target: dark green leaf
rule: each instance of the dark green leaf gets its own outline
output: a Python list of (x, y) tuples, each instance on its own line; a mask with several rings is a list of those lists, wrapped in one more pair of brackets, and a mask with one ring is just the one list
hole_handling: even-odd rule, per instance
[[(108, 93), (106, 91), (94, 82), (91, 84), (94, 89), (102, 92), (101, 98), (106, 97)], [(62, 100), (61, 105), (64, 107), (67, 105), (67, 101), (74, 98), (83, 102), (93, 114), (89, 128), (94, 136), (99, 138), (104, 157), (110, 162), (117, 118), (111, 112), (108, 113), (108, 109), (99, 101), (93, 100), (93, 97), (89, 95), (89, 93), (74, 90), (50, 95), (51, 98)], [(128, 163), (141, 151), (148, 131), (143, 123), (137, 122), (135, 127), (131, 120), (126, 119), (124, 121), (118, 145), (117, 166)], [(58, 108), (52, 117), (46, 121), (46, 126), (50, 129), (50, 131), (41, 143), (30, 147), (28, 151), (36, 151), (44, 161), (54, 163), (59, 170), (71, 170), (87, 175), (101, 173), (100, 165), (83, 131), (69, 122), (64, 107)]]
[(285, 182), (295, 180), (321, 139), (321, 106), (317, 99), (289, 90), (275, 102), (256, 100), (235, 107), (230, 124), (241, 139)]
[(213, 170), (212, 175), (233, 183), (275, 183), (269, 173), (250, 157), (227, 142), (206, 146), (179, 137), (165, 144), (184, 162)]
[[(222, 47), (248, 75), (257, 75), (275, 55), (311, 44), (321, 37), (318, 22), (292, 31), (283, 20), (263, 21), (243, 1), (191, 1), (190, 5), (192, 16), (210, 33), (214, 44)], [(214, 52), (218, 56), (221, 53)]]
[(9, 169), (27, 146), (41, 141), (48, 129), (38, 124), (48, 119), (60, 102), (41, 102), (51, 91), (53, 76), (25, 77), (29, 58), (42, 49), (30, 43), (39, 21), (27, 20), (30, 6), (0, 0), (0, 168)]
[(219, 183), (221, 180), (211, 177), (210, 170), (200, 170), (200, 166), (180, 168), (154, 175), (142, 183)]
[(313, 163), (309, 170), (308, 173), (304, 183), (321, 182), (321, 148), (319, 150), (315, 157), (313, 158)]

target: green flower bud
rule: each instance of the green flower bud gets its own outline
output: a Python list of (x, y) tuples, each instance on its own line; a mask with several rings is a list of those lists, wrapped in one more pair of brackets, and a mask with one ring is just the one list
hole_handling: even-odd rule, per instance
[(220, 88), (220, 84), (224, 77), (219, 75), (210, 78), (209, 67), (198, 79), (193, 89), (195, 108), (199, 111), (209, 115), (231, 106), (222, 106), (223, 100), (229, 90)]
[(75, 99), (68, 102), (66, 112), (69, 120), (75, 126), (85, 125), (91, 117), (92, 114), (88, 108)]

> SET EXERCISE
Starting at the first of the rows and stopping after the line that contains "144), (184, 162)]", write those lines out again with "outline" renamed to "contour" and nothing else changed.

> FULL ANSWER
target: dark green leaf
rule: each instance of the dark green leaf gets its own contour
output: a Python list of (x, y) tuples, each instance on its own line; a mask with several rings is a list of those lists, wrapped in one more pair of brackets, and a mask with one ring is just the one list
hole_handling: even-odd rule, per instance
[[(108, 93), (106, 91), (94, 82), (91, 84), (94, 89), (102, 92), (101, 98), (106, 97)], [(62, 100), (61, 105), (64, 107), (67, 105), (67, 101), (74, 98), (83, 102), (93, 114), (89, 128), (94, 136), (99, 138), (104, 157), (110, 162), (117, 118), (111, 112), (108, 113), (108, 109), (99, 101), (93, 100), (93, 97), (89, 95), (89, 93), (74, 90), (50, 95), (51, 98)], [(128, 163), (141, 151), (148, 131), (143, 123), (137, 122), (135, 127), (131, 120), (126, 119), (124, 121), (118, 145), (117, 166)], [(58, 108), (52, 117), (46, 121), (46, 126), (50, 129), (50, 131), (41, 143), (30, 147), (28, 151), (36, 151), (44, 161), (54, 163), (59, 170), (71, 170), (87, 175), (101, 173), (100, 165), (83, 131), (69, 122), (64, 107)]]
[(285, 182), (295, 180), (321, 139), (321, 106), (317, 99), (289, 90), (275, 102), (256, 100), (235, 107), (230, 124), (241, 139)]
[(213, 170), (212, 175), (233, 183), (275, 183), (269, 173), (250, 157), (227, 142), (206, 146), (179, 137), (165, 144), (184, 162)]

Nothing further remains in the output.